- _Task to carry out_
Rewrite the part of the records that opens with the line containing "For the pointing benchmark, tag the windmill" and runs through the end of the records, replacing "windmill sail" with "water wheel" and leaving everything else unchanged.

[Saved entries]

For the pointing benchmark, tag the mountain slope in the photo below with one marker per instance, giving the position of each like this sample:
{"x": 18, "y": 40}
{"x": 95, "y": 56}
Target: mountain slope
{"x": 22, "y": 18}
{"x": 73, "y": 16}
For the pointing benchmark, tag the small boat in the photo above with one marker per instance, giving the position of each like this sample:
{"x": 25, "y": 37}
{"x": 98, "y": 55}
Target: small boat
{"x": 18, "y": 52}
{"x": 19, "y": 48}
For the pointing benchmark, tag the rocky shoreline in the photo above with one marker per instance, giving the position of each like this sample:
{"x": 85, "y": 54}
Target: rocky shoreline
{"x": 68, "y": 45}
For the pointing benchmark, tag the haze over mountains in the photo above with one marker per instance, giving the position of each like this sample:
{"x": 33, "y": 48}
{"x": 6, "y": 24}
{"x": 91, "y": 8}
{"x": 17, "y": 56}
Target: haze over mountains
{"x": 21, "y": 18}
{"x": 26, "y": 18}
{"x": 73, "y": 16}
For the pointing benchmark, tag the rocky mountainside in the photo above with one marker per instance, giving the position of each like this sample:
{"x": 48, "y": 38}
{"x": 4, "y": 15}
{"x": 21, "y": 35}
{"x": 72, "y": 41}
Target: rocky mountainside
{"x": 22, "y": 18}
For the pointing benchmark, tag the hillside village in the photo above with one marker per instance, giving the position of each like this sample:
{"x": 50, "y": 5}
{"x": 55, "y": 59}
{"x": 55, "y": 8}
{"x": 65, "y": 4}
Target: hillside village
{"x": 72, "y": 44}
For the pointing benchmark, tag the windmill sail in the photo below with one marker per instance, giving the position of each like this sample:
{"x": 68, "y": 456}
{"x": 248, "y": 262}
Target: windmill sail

- _Exercise response_
For the pointing benchmark, tag the water wheel in the photo below with one marker per instance, giving the position of each like this sample:
{"x": 68, "y": 456}
{"x": 248, "y": 262}
Target: water wheel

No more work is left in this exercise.